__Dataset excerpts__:
== Segment start ==

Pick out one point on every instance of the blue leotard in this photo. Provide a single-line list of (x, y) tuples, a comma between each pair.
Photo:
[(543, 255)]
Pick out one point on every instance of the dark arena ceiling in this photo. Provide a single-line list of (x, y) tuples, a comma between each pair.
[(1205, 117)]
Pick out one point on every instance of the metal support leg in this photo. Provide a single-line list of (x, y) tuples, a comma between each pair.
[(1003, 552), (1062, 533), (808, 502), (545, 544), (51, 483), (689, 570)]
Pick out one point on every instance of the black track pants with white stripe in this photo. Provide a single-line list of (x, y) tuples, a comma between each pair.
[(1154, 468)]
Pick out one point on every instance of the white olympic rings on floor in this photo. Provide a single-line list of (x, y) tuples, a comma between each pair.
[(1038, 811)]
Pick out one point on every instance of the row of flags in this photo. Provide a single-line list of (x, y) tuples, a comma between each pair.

== Segment end ==

__WHAT TO PRODUCE__:
Exactly the lines from the one with "Pick out one point on every instance of the white" through the end of the entries, both included, should be written out, and no others.

__EXERCISE SOLUTION__:
Pick out one point on every instance of the white olympic rings on floor in this photo. Provide a single-line list of (x, y) tuples, a comma between each pair.
[(1038, 811)]
Pick out one point on every instance of the row of flags in this photo. Provide a single-line list of (x, y) tuples, a comma between each pair.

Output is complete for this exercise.